● **OBJECTIVE**
From the MAGIC Source Simulator header comment below, list every item that the terminal output reports for each estimated energy range.
>> START DOCUMENT PASSAGE
/*

  MAGIC Source Simulator. The macro takes a given spectral shape, 

  and  using MAGIC performance in the range 40GeV-16TeV from 

  Aleksic, J., et al., 2016, Astroparticle Physics, 72, 76 

  (please cite this paper if you want to use this macro in a publication)

  estimates what kind of signal can be observed by MAGIC.

  It computes significances of each spectral point according to

  Li & Ma 1983, ApJ, 272, 317, Eq. 17 definition.



  Terminal Output:

  For each estimated energy range one gets the number of excess events,

  signal-to-background ratio, significance, and information if a given

  bin satisfies the conditions for the detection. 



  Plot Output:

  Spectral points following the assumed spectrum are shown, their 

  error bars reflect the performance of the instrument for such a source.

  Significance for each bin is given (bins without detection

  have gray numbers. In the top of the plot a simple number using 

  information from all the shown bins is given to evaluate 

  if the source can be detected (roughly if sum of sigma_i / sqrt(N) >~5) 



  requirements:

  - ROOT (https://root.cern.ch), the macro was tested on 5.34/34 version



  caveats:

  - the macro is operating on estimated energy doing simple

  comparisons with differential in estimated energy rates seen for

  Crab Nebula, for soft sources the differences in energy migration 

  will result in different performance than calculated here

  - the threatment of extended sources is very approximate, only

  increase in background is taken into account (without energy

  dependence of PSF) for extended sources for extension >~0.4 deg the

  dependence on the offset from the centre of the camera will further

  worsen the performance w.r.t. the one calculated here

  - significances are given for each differential energy bin

  separatelly, but to detect a source one normally applies a cut that

  keeps a broad range of energies inside resulting in better integral

  sensitivity than differential one. Also, optimization of cuts for 

  a broad energy range usually results in somewhat better sensitivity

  than what one can get by simply integrating the used here signal in 

  differential energy bins. As a very crude approximation for detection

  capability we calculate here also a sum of significances of all the

  points in SED divided by the sqrt of the number of those points



  usage:

  - modify the "basic settings" below and run in terminal:

  root mss.cpp+



  for questions ask Julian Sitarek (jsitarek [at] uni.lodz.pl)



  version history:

  1.2 (2020/07/24): a number of additional features:

      - EBL attenuation with Dominguez+11 model

      - SUMT performance (only for low zenith)
>> END DOCUMENT PASSAGE
>> START RECORDED INFORMATION
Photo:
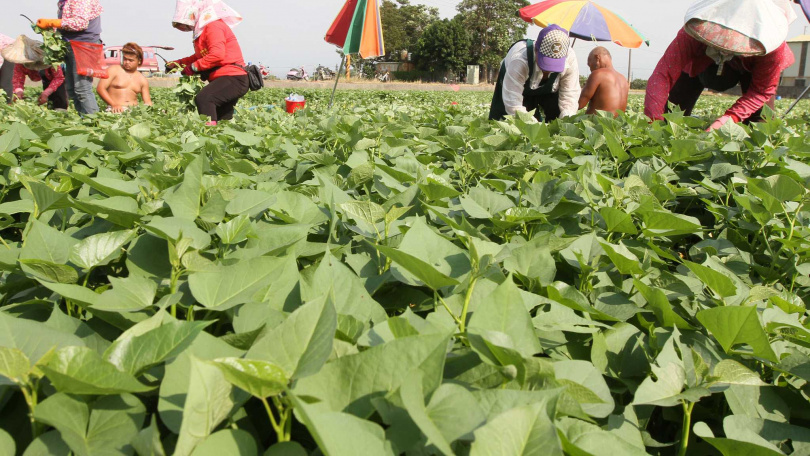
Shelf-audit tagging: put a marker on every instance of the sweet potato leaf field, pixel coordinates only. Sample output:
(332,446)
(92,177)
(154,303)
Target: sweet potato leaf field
(402,276)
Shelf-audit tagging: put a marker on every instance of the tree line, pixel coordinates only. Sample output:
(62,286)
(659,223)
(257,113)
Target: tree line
(480,33)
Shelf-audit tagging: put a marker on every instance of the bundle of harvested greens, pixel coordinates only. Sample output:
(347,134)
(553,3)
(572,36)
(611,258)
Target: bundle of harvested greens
(54,47)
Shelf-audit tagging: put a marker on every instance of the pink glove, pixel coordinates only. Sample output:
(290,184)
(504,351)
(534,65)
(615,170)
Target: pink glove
(720,122)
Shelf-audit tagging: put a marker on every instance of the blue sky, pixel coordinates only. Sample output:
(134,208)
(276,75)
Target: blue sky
(284,34)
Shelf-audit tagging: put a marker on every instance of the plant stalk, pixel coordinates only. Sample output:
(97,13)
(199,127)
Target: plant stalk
(687,426)
(467,298)
(273,422)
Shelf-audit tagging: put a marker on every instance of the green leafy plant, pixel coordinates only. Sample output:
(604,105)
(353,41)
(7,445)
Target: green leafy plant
(54,47)
(400,275)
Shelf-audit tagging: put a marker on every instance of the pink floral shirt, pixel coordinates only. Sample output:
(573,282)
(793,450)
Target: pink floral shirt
(4,41)
(688,55)
(77,14)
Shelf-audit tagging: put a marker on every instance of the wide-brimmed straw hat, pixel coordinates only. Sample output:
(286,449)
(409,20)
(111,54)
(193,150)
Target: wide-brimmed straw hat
(27,52)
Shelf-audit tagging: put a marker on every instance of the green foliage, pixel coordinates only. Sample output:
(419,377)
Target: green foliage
(638,84)
(402,276)
(187,91)
(54,47)
(443,46)
(403,23)
(494,26)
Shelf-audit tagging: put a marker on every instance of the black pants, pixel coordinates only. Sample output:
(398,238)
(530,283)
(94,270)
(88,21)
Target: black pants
(58,99)
(6,74)
(218,99)
(687,90)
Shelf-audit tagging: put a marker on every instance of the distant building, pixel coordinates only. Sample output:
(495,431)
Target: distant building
(797,75)
(382,67)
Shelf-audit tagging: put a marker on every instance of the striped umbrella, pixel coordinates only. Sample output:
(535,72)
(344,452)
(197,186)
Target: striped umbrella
(358,29)
(585,20)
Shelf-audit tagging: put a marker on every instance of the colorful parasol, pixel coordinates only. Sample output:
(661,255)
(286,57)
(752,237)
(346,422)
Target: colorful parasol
(585,20)
(358,29)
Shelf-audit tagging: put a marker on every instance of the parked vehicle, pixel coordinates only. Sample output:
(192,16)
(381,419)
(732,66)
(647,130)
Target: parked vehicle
(298,74)
(112,56)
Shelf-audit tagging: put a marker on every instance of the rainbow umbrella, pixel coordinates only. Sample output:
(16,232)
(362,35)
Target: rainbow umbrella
(358,29)
(585,20)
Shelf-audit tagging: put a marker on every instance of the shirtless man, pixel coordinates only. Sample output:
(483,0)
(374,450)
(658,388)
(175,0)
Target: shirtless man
(606,89)
(125,83)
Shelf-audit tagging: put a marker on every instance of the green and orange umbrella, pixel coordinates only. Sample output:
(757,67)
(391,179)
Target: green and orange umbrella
(585,20)
(358,29)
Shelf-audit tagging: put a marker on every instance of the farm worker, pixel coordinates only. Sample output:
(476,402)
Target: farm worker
(217,56)
(27,57)
(121,89)
(79,20)
(6,69)
(538,74)
(724,43)
(606,89)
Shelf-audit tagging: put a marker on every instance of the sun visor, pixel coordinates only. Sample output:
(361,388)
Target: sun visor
(743,27)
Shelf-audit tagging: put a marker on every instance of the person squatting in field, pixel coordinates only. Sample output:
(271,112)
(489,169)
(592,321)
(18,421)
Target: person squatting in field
(27,57)
(724,43)
(538,74)
(121,89)
(79,20)
(217,56)
(606,89)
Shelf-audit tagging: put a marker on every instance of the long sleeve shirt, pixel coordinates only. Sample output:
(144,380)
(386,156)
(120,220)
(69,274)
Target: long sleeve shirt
(77,14)
(216,47)
(517,73)
(56,77)
(688,55)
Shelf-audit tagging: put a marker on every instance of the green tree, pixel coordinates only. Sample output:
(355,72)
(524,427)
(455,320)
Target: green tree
(403,24)
(494,25)
(444,46)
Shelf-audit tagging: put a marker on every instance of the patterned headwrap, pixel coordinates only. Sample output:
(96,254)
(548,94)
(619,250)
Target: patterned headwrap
(199,13)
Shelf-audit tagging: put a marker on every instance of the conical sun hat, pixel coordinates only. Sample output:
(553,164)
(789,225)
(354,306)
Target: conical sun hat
(25,51)
(740,27)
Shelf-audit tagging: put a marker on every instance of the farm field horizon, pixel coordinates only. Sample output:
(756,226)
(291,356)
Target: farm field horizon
(400,275)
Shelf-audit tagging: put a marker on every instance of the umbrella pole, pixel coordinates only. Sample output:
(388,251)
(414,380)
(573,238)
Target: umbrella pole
(337,78)
(630,66)
(796,102)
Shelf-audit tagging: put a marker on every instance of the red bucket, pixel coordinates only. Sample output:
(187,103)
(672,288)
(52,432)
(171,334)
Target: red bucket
(293,106)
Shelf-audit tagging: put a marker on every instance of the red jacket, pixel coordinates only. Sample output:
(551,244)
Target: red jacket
(216,47)
(688,55)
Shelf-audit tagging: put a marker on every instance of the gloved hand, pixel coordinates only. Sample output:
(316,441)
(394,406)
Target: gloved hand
(720,122)
(49,23)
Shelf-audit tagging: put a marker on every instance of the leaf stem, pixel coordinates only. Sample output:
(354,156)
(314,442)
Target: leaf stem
(30,394)
(273,422)
(687,426)
(467,297)
(438,297)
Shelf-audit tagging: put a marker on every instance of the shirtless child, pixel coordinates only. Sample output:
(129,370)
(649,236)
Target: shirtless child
(125,83)
(606,89)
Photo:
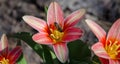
>> END RECORDED INFORMATION
● **COMPLETE ANSWER**
- the number of excess events
- the signal-to-background ratio
- the significance
- information on whether the bin satisfies the conditions for detection